### AUSGANGSTEXT:
********
Bochum. Die Stadtwerke Bochum halten dank hoher Erlöse aus der Stromproduktion an ihrem Jahresplan fest. Viel hängt aber von der Solvenz ihrer Kunden ab.

Trotz Energiekrise: Die Stadtwerke Bochum halten an ihrem geplanten Jahresergebnis in Höhe von 66,2 Millionen Euro für 2022 fest. Möglich machen das hohe Erlöse aus der Stromproduktion. Die größte Unbekannte in allen Berechnungen allerdings ist die Solvenz der Kunden. Sollten zu viele Gas- und Stromabnehmer ihre Rechnungen für den bevorstehenden Winter nicht bezahlen können, wird das auch den städtischen Energieversorger hart treffen.

Stadtwerke Bochum profitieren von der eigenen Stromproduktion

Wer hätte das gedacht: Die Beteiligungen an der Steag und der Trianel-Meiler in Lünen hübschen die Bilanz der Stadtwerke Bochum auf. Der Strom aus den Kohlekraftwerken spült aktuell viel „Kohle“ in die Kassen der Unternehmen, an denen die städtische Tochter beteiligt ist. Die Millionen-Verluste aus der Vergangenheit dürften damit kaum wett zu machen sein, aber in der aktuellen Situation sind diese Erlöse willkommen.

Das gilt besonders für den Strom, den Wind- und Solarkraftwerke der Stadtwerke oder ihrer Partner erzeugen. Schon werden Rufe nach einer Abschöpfung der „Übergewinne“ der Betreiber laut. Die Bürger haben über die EEG-Umlage (Erneuerbare Energien Gesetz) den Aufbau der Parks mitfinanziert. Und Sonne und Wind sind schließlich nicht teurer geworden. Warum sollten die Haushalte in der aktuellen Lage also nicht an den Profiten beteiligt werden?

Hohe Kosten im Vertrieb fressen die Erlöse auf

„So einfach ist das nicht“, warnt Stadtwerke-Geschäftsführer Frank Thiel. Die positive Entwicklung bei den Erlösen werde aufgefressen durch immens hohe Kosten im Vertrieb. „Wir kaufen Strom und Gas für unsere Kunden aktuell zu deutlich höheren Preisen ein, als wir diese kalkuliert haben.“ Die Kunden aber zahlten Monat für Monat den gleichen Abschlag, so der kaufmännische Chef der Stadtwerke.
********
(Gespeicherte Einträge aus einer Sammlung)
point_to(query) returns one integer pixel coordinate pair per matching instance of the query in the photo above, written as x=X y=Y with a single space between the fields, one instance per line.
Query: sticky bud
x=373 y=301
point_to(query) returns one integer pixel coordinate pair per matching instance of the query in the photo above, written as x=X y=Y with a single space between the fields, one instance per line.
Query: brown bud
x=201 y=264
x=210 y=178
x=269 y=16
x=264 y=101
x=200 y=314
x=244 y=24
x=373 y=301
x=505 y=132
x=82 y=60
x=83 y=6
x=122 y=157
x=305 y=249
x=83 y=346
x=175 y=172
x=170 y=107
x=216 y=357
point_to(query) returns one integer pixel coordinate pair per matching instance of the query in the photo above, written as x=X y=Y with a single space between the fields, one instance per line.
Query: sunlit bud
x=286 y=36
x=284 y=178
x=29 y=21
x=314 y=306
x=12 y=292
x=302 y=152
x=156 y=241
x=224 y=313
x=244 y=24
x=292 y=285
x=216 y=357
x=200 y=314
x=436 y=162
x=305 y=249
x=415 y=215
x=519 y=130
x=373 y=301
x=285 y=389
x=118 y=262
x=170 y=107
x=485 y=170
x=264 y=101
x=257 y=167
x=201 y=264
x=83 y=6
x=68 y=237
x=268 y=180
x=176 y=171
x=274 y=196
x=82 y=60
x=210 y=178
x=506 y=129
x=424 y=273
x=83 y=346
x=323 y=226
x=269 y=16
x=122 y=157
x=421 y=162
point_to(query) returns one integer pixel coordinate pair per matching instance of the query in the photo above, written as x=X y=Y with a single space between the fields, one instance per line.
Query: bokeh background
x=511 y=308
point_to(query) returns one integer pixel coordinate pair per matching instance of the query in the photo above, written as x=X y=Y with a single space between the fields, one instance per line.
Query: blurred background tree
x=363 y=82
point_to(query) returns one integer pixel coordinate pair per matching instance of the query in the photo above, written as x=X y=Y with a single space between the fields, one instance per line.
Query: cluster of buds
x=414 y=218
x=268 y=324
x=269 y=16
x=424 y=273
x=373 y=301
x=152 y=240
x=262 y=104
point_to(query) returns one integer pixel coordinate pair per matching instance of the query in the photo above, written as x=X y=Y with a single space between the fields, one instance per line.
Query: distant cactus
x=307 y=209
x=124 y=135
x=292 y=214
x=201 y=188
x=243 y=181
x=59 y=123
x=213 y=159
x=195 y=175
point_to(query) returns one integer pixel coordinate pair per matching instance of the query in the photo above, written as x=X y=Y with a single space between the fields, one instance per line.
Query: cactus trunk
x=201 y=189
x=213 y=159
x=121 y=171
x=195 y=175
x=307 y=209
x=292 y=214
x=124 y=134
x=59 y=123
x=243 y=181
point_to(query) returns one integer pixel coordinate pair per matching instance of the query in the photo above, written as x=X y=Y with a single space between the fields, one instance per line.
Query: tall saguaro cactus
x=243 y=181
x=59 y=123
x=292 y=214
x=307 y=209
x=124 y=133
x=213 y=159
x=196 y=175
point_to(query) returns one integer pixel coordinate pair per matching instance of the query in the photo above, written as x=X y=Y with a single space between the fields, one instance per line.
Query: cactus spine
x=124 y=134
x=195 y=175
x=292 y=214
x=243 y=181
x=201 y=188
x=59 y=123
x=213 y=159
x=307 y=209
********
### ARBEITSANWEISUNGEN:
A - Geben Sie den Abschnitt aus dem Artikel über die Stadtwerke Bochum wortgetreu wieder, der mit den Worten „Stadtwerke Bochum profitieren“ anfängt und mit „diese Erlöse willkommen.“ schließt.
B - Setzen Sie den Artikel über die Stadtwerke Bochum im Anschluss an seinen letzten Satz fort.
Die Einträge haben mit dem Artikel über die Stadtwerke Bochum nichts zu tun.

### ERGEBNISSE DER ÜBUNG:
A -
Stadtwerke Bochum profitieren von der eigenen Stromproduktion

Wer hätte das gedacht: Die Beteiligungen an der Steag und der Trianel-Meiler in Lünen hübschen die Bilanz der Stadtwerke Bochum auf. Der Strom aus den Kohlekraftwerken spült aktuell viel „Kohle“ in die Kassen der Unternehmen, an denen die städtische Tochter beteiligt ist. Die Millionen-Verluste aus der Vergangenheit dürften damit kaum wett zu machen sein, aber in der aktuellen Situation sind diese Erlöse willkommen.

B -
Frank Thiel, Geschäftsführer der Stadtwerke, bezeichnet die aktuelle Energiekrise als „extrem schlimme Situation, die wahrscheinlich deutlich über das hinausgehen wird, was wir bei Corona erlebt haben“.
Frank Thiel, Geschäftsführer der Stadtwerke, bezeichnet die aktuelle Energiekrise als „extrem schlimme Situation, die wahrscheinlich deutlich über das hinausgehen wird, was wir bei Corona erlebt haben“. © FUNKE Foto Services | Gero Helm

Im Vertrieb fehlen allein im ersten Halbjahr 2,4 Millionen Euro, teilt der Energieversorger auf Anfrage mit, Im Netz liegen die Stadtwerke um 700.000 Euro hinter Plan. Ursache sind die explodierenden Einkaufskosten. Das Plus im Bereich Fernwärme und die positiven Ergebnisse aus den Beteiligungen an der Trianel GmbH sowie der Trianel Erneuerbare Energien GmbH & Co. KG gleichen das weitgehend aus. Im Vergleich zu 2021 ist das Halbjahresergebnis sogar positiv (40,9 Mio Euro zu 40,1 Mio Euro).

Ein Anlass zur Freude sei dieses Zwischenergebnis nicht, sagt Thiel. „Das, was da auf uns zurollt, wahrscheinliche Insolvenzen von Unternehmen und hohe Preise für unsere Privathaushalte, ist eine extrem schlimme Situation, die wahrscheinlich deutlich über das hinausgehen wird, was wir bei Corona erlebt haben.“

Stadtwerke verhandeln mit den Banken über höhere Kreditlinien

Zurzeit profitiert die Stadttochter wie andere Versorger auch noch von Verträgen aus den Vorjahren. Jeweils ein Drittel der Margen an Gas und Strom werden zwei beziehungsweise ein Jahr vor dem Verkauf an die Kunden geordert. Bezahlt wird erst bei Lieferung – zu dem bei der Order gültigen Preis. Beim letzten Drittel indes sind die Preise explodiert.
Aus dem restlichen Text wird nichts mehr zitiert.